*** DATASET EXCERPTS Section Begins ***

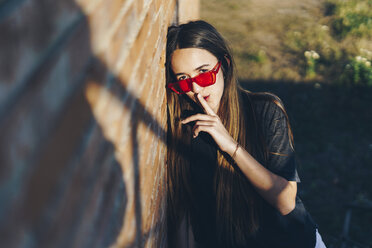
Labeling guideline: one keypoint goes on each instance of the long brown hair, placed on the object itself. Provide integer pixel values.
(237, 203)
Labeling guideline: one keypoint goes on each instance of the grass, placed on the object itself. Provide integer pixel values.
(328, 100)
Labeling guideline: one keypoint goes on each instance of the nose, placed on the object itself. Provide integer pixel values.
(196, 88)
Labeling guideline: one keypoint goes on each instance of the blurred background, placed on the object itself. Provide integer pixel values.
(316, 56)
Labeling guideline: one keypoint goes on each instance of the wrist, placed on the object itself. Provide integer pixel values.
(232, 148)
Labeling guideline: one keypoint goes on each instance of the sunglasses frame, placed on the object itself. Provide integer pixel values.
(189, 81)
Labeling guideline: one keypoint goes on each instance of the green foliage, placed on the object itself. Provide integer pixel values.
(358, 72)
(311, 59)
(255, 56)
(352, 17)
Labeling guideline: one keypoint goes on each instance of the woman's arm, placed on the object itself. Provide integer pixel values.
(276, 190)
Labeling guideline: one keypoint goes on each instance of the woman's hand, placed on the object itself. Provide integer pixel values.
(211, 123)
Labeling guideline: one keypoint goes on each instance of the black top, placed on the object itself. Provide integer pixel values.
(294, 230)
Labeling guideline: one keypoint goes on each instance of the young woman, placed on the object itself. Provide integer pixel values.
(230, 164)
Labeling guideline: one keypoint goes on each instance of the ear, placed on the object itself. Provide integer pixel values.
(227, 59)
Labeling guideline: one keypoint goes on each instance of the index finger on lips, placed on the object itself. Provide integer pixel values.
(201, 117)
(205, 105)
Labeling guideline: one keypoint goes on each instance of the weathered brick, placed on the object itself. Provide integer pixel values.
(83, 140)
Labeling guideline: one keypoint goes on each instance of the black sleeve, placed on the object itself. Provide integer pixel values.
(281, 159)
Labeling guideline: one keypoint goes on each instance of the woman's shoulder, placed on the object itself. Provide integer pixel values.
(264, 104)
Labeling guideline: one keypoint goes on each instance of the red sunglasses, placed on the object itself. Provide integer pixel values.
(203, 79)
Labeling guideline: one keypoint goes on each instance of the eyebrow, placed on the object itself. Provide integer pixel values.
(196, 69)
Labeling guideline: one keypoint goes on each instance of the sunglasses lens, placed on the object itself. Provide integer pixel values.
(184, 86)
(205, 79)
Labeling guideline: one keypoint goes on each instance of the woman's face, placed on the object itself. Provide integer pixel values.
(189, 62)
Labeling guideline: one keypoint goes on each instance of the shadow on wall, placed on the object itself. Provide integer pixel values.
(60, 182)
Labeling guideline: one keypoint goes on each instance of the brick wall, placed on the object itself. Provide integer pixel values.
(83, 121)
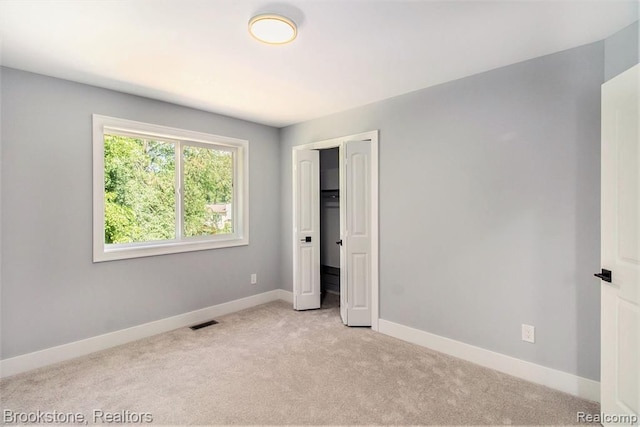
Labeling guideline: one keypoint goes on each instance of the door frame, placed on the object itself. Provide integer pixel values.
(372, 137)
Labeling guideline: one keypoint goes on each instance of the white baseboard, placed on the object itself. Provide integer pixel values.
(286, 296)
(60, 353)
(562, 381)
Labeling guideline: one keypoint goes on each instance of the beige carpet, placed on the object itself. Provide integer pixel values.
(272, 365)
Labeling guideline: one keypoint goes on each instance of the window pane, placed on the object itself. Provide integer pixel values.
(139, 190)
(208, 191)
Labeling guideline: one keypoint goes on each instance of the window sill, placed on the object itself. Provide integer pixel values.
(101, 254)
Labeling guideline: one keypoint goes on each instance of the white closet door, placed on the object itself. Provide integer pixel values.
(357, 233)
(620, 313)
(306, 235)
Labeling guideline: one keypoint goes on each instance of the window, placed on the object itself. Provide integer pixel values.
(160, 190)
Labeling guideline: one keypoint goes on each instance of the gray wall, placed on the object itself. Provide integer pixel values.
(621, 51)
(52, 293)
(489, 206)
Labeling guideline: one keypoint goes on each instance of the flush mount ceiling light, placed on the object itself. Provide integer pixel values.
(272, 29)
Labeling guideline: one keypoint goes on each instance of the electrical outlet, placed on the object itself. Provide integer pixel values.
(528, 333)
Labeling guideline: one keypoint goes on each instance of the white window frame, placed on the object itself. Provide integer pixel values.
(240, 212)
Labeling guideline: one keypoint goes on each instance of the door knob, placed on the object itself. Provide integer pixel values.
(605, 275)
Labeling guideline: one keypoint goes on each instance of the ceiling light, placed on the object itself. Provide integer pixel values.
(272, 29)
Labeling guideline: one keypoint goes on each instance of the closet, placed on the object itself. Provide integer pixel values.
(329, 222)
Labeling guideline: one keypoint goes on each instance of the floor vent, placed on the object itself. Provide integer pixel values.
(203, 325)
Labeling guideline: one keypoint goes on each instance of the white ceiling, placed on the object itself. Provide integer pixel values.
(348, 53)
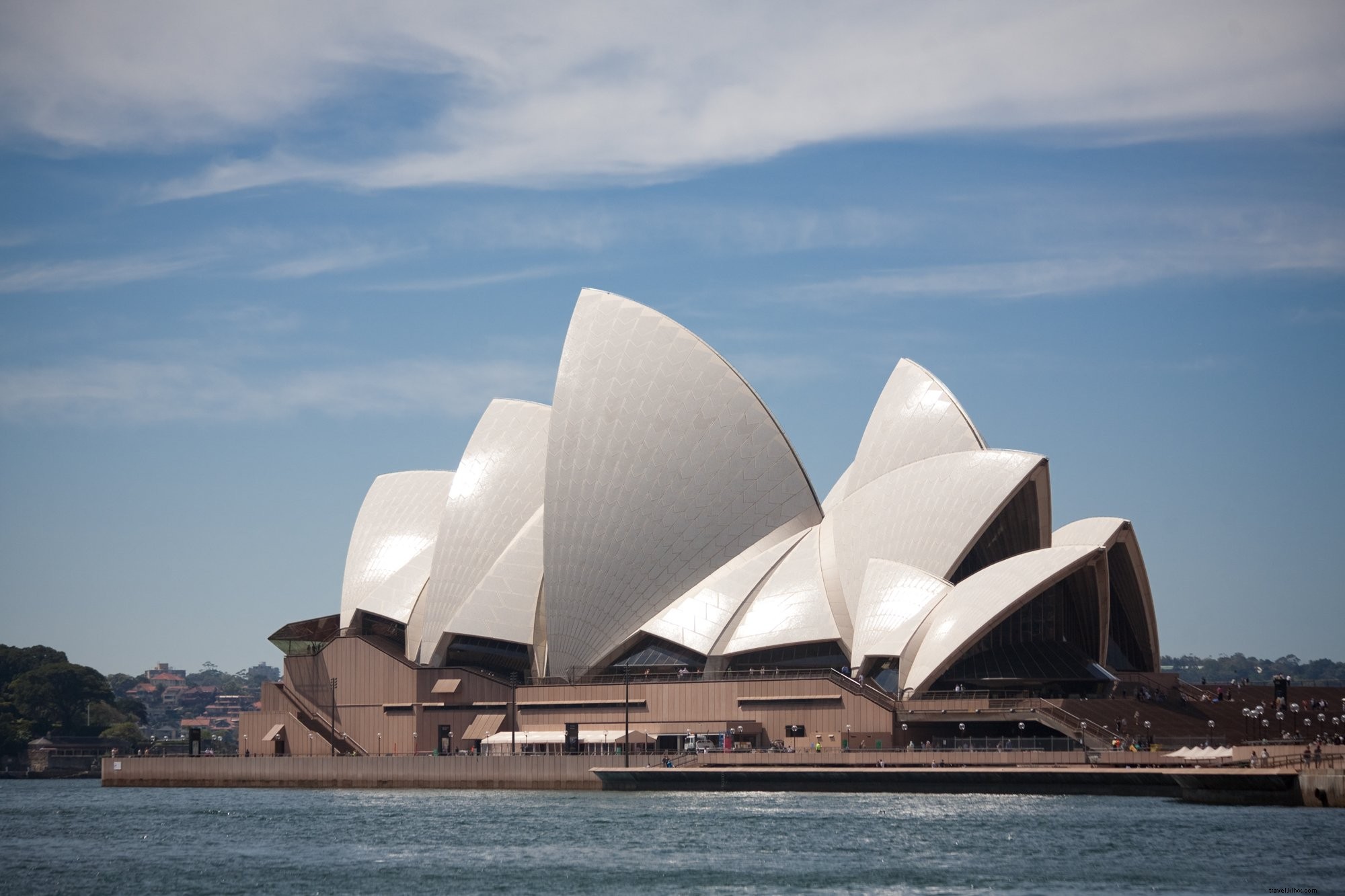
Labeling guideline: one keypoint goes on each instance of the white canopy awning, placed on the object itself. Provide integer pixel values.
(601, 736)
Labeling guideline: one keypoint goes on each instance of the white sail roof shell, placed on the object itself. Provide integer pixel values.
(892, 604)
(1100, 532)
(664, 466)
(504, 604)
(917, 417)
(1109, 532)
(497, 490)
(395, 532)
(699, 618)
(926, 514)
(792, 607)
(978, 603)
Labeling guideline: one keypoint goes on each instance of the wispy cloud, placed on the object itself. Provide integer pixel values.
(451, 284)
(154, 391)
(1317, 315)
(59, 276)
(252, 319)
(646, 92)
(330, 261)
(1083, 275)
(11, 239)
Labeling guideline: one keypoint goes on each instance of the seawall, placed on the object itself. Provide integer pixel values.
(490, 772)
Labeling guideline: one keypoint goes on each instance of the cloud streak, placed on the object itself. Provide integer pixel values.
(158, 391)
(92, 274)
(648, 92)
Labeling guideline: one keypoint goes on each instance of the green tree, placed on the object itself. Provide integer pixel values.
(134, 709)
(15, 661)
(59, 696)
(126, 731)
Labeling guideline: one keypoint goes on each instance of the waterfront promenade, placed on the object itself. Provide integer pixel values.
(939, 771)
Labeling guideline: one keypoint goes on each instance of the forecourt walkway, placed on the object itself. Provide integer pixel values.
(1237, 786)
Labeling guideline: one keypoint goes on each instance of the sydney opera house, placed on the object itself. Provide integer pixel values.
(648, 555)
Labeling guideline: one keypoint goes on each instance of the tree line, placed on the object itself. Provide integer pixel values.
(44, 693)
(1241, 666)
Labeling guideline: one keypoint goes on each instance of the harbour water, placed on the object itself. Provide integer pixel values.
(77, 837)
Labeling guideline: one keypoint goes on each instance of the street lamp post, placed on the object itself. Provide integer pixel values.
(334, 716)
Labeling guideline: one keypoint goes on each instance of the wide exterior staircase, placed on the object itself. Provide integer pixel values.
(1186, 717)
(278, 696)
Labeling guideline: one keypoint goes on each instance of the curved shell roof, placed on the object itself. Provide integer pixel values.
(981, 602)
(917, 417)
(504, 603)
(892, 604)
(1117, 533)
(396, 530)
(662, 466)
(697, 618)
(792, 606)
(1100, 532)
(497, 490)
(926, 514)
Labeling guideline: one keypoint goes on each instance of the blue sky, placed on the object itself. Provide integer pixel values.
(252, 259)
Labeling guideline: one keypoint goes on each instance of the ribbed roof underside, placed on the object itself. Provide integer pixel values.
(697, 618)
(792, 607)
(974, 606)
(892, 604)
(926, 514)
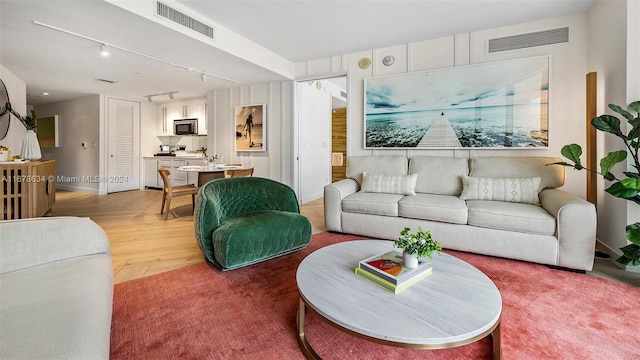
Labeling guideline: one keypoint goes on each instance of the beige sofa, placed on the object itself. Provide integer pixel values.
(559, 231)
(56, 289)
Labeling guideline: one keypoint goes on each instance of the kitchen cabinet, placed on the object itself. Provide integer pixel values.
(29, 189)
(194, 108)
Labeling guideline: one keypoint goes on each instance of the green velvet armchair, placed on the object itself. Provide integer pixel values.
(245, 220)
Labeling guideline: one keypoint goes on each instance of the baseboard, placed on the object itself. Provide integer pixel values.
(614, 254)
(73, 188)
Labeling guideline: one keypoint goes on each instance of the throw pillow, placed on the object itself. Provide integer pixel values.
(391, 184)
(521, 190)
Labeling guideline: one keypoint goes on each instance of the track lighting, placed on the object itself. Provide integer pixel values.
(104, 50)
(169, 93)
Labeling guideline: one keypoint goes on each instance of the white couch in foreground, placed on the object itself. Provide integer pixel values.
(56, 289)
(495, 213)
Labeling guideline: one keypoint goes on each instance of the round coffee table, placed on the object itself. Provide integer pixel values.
(454, 306)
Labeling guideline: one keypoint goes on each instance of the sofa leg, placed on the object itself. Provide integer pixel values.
(555, 267)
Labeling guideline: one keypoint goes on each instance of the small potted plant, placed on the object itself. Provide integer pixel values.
(416, 245)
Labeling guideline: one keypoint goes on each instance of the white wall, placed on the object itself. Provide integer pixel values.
(17, 90)
(314, 136)
(79, 121)
(568, 68)
(614, 53)
(607, 56)
(275, 163)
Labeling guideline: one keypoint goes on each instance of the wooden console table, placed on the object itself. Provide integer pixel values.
(27, 189)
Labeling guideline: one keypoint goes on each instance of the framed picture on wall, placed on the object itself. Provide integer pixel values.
(250, 129)
(491, 106)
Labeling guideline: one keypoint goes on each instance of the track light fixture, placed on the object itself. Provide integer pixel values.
(104, 50)
(168, 93)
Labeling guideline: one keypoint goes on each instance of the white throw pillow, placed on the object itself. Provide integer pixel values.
(521, 190)
(391, 184)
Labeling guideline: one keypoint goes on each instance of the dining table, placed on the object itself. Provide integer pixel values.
(207, 173)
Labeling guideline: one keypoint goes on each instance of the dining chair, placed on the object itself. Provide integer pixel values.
(169, 191)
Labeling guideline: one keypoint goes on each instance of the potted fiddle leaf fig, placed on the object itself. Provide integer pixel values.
(625, 187)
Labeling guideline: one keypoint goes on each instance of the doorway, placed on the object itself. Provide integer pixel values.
(123, 164)
(316, 101)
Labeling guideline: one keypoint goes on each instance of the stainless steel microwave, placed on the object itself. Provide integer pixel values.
(185, 127)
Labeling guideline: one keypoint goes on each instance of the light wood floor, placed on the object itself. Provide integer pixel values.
(142, 242)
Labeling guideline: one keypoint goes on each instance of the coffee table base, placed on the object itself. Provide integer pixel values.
(310, 353)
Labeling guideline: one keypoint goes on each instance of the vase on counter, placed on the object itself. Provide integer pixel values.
(31, 146)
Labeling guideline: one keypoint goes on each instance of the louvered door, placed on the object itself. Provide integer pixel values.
(124, 146)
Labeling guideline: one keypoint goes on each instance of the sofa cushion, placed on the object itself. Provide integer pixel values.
(439, 175)
(443, 208)
(372, 203)
(388, 164)
(519, 167)
(507, 216)
(522, 190)
(390, 184)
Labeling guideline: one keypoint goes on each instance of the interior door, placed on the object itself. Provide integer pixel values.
(123, 166)
(314, 140)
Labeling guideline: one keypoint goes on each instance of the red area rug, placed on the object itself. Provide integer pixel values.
(199, 312)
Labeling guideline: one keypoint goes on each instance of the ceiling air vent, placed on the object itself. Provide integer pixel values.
(540, 38)
(183, 19)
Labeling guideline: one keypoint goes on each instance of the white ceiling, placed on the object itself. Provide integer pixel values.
(66, 65)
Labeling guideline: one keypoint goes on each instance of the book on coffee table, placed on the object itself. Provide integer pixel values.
(386, 271)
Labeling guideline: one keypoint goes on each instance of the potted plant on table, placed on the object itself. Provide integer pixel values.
(416, 245)
(627, 187)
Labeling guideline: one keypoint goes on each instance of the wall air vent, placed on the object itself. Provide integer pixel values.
(540, 38)
(183, 19)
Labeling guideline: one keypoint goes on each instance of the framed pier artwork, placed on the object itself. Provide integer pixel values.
(250, 127)
(496, 105)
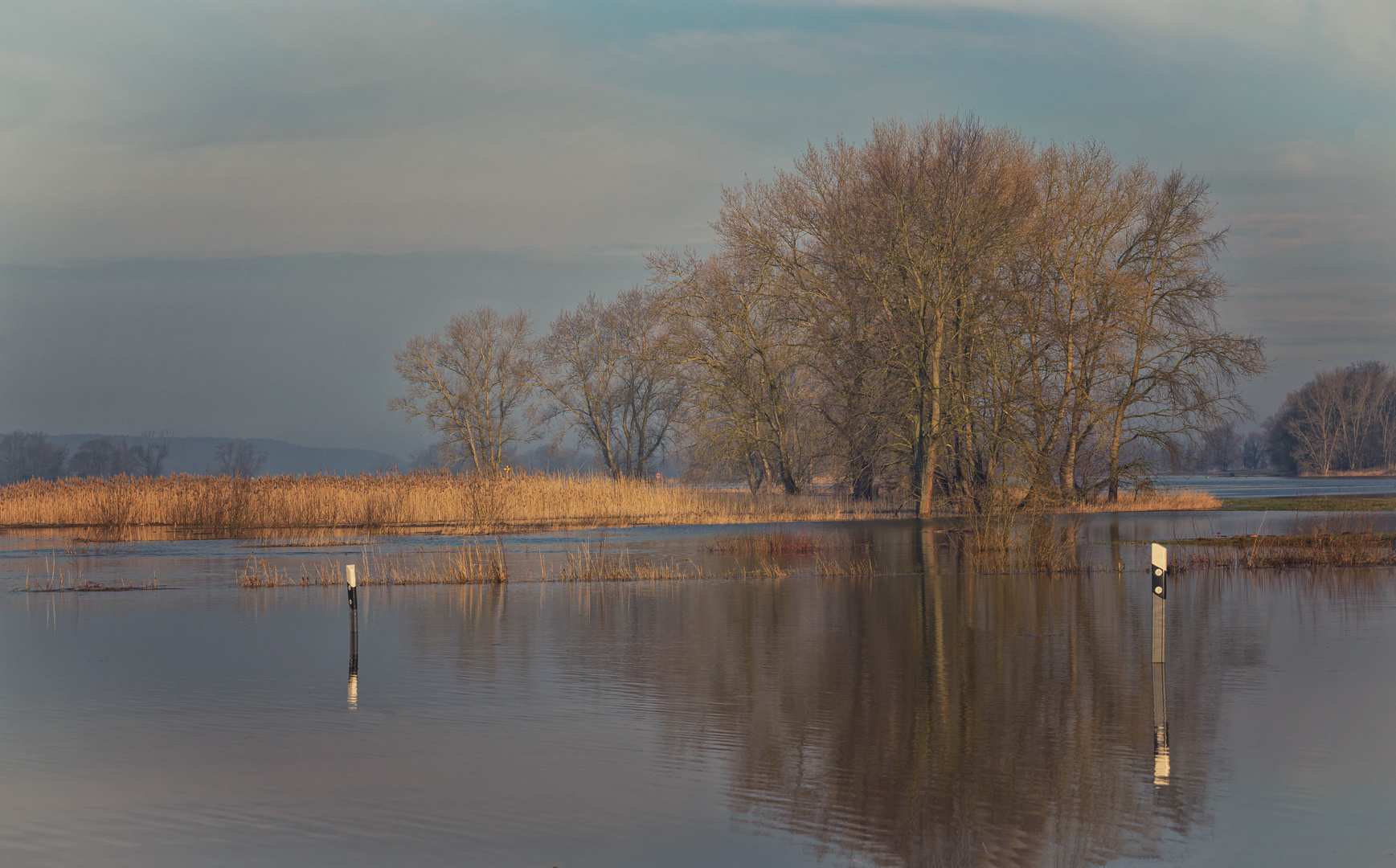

*** DATASET EXCERPTS Section Ends ***

AIM OF THE EXERCISE
Transcribe the lines that run from the line bearing "of the book" through the last line of the data. Keep the wording exact and leave out every picture.

ANSWER BOX
Labeling guideline: one keypoint goes on each instance of the book on coffee table, placed on the object itself. Provide integer pixel values.
(386, 271)
Labeling guideline: one keypoint goes on each instance of the potted plant on table, placed on the object itself. Provide integer pixel values.
(416, 245)
(627, 187)
Labeling guideline: one keypoint goes on each instance of the wall air vent, placed on the object itself. Provide integer pixel values.
(540, 38)
(183, 19)
Labeling guideline: one keypoint goes on each instance of the framed pier artwork, placed on the object itself. Provide integer pixel values.
(250, 127)
(496, 105)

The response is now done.